* **Provided text**:
=== Begin Enclosure ===

WHACKY REWINDHere are some of the most unusual headlines from the summer 2011 swim season
WHACKY REWINDHere are some of the most unusual headlines from the summer 2011 swim season

The Python in the Pool A 4-meter-long python in the pool caused quite a shock to swimmers at a private club in Malaysia. The snake was discovered by a guest after she dove in and noticed it by a ladder. No one was hurt,   and it was removed safely by the fire department.

Nude Beach-Goer Arrested Christopher Axford was arrested on a Massachusetts beach for unseemly behavior, according to local news reports. Apparently, he was shaving his armpits and had his shorts pulled down to his shins. Axford was subsequently charged with lewd, wanton and lascivious conduct. Police said he is homeless and shortly after being released following the beach incident, he was arrested again on charges he stole a tip jar from a pizza shop.

Buried Alive A teen visiting relatives in Newport Beach, Calif., was nearly buried alive after a trench he was digging collapsed on him. Matt Mina,17, was rescued by lifeguards and taken to a hospital, where he was released several hours later. “You have no idea how heavy the sand is,” he told his mother after the incident, according to an AP report.

Wasn’t it just yesterday that you were hiring guards for summer 2011? Now the year is fast becoming a memory. In case you forgot, here’s a look back at what made headlines, and how it might affect the new year.

  • The recall Just before Memorial Day, the Consumer Product Safety Commission announced a recall of approximately 1 million drain covers, including products from 10 manufacturers. The move is considered the largest recall ever issued in the aquatics industry. While it was deemed voluntary, replacing recalled covers is not optional, said Scott Wolfson, CPSC public affairs director. Replacing recalled covers is ongoing. Initially many in the industry raised concerns over whether replacement products would be available and who would foot the bill for the work. As of this writing, questions about the process remain.

=== End Enclosure ===

* **Provided information**:

=== Begin Enclosure ===

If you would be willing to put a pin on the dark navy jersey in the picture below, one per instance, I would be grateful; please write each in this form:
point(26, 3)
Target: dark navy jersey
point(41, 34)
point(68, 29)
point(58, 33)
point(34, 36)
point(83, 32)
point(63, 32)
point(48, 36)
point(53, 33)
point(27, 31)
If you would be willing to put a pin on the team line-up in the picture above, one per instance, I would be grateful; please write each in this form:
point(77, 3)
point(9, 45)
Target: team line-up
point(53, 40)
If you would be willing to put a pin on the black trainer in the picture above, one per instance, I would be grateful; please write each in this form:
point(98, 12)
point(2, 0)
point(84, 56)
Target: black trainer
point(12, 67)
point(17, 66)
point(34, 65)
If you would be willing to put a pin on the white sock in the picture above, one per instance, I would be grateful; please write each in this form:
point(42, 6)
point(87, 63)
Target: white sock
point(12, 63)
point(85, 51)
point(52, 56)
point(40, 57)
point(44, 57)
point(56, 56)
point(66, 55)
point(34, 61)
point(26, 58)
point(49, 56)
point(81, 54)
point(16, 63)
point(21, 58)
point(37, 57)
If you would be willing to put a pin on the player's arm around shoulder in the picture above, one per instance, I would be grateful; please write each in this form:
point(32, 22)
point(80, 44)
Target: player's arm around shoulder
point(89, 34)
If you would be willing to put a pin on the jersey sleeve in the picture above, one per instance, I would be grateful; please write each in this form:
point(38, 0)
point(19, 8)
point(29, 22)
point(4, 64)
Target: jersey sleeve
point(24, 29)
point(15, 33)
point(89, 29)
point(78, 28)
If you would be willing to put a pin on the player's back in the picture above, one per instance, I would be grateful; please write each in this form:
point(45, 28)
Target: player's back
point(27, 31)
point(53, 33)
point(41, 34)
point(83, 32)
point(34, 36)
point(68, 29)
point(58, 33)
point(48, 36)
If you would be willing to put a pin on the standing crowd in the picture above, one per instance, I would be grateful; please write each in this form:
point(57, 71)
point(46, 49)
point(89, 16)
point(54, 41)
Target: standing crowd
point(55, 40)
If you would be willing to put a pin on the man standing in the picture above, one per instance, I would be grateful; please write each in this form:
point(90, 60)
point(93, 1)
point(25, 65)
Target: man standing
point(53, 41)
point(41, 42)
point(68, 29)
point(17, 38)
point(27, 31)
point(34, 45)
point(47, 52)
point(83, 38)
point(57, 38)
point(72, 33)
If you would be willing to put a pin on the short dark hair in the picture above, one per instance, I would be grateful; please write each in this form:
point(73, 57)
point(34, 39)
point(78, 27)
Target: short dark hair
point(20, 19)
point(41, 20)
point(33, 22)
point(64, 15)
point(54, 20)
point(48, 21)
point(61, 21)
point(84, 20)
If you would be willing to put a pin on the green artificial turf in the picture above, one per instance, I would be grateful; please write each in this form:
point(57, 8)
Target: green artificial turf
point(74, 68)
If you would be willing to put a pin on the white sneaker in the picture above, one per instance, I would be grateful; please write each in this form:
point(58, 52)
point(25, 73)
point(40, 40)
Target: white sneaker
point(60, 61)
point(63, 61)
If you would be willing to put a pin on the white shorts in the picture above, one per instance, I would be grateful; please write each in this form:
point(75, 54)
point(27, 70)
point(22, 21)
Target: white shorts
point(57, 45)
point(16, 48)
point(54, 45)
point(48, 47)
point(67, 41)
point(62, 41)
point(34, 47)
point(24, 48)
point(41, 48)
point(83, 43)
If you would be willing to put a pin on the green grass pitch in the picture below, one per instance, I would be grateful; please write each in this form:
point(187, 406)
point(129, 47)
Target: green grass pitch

=== End Enclosure ===

* **Exercise goal**: In the summer 2011 swim season headlines, who removed the python from the pool at the private club in Malaysia?

* **Completed exercise**: The fire department.